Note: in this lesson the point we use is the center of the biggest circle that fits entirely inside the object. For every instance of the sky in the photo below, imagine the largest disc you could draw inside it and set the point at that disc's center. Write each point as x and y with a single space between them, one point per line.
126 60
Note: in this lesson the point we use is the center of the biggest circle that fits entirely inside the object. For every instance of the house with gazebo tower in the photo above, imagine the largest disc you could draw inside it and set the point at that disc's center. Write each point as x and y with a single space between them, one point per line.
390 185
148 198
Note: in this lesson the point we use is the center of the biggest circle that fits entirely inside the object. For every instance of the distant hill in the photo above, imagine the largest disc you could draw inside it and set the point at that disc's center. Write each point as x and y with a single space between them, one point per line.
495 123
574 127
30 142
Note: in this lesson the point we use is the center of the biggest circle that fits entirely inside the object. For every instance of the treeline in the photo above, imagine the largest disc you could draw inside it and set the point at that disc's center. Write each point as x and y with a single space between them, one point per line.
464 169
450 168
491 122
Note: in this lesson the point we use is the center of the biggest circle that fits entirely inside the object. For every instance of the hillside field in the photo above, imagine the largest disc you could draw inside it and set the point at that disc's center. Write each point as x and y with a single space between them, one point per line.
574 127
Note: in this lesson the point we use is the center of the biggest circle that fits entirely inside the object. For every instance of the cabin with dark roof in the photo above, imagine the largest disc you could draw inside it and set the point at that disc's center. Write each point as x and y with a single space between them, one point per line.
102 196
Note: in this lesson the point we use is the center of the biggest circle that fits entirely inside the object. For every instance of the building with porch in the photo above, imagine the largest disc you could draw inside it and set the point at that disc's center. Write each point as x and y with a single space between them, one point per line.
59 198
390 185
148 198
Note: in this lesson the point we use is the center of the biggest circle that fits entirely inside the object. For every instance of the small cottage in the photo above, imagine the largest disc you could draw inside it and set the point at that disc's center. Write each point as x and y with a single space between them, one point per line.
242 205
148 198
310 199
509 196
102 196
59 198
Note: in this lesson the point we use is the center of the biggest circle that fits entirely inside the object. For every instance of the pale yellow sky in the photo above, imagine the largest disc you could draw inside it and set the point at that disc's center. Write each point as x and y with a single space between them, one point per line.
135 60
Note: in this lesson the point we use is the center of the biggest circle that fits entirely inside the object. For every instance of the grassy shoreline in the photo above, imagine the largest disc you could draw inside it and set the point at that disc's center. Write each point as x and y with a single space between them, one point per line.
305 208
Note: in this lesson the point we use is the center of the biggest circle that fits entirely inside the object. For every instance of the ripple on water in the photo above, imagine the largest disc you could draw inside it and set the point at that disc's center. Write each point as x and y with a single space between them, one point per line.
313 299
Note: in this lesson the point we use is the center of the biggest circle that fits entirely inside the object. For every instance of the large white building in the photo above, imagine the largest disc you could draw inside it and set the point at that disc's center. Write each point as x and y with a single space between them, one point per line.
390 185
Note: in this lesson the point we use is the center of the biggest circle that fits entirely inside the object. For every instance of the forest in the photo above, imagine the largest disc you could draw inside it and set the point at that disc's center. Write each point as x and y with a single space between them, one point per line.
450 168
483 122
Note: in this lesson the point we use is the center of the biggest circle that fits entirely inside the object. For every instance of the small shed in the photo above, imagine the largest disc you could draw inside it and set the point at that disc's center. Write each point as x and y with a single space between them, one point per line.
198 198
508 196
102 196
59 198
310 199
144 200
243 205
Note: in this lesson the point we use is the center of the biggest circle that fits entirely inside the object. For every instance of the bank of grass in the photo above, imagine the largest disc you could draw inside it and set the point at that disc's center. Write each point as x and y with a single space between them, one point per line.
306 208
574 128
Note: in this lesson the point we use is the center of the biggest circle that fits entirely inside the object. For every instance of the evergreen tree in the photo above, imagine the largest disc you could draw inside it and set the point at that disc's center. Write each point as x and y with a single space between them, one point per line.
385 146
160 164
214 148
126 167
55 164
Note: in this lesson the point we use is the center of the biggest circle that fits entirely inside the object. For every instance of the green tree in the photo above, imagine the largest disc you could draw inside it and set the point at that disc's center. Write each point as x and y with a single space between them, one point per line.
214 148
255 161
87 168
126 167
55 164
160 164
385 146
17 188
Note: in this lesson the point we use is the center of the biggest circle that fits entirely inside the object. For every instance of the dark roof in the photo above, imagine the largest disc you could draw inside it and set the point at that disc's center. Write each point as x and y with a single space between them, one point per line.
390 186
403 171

##########

- _What the exercise asks_
The only output should be the lines from the one containing "of the green" through the final line of the material above, copied exactly.

- _Response area_
Note: in this lesson the point we use is the center of the biggest circle that fits entirely inside the object. For every instance of the green tree in the photo above, imagine the largest disc you could draw inside it and set the point at that disc's center. Write each point as x and y with a single space between them, one point per line.
214 148
255 161
87 168
126 167
55 164
160 164
385 146
17 188
Note: in this lesson the point we use is the center of the biggest circle that fits entirely inside the object. For every instance of the dark roof in the photo above, imagine the largest disc you could draw inside it and set the point at that disc's center. Write each point as x and y with a single space between them, one point per line.
390 186
403 171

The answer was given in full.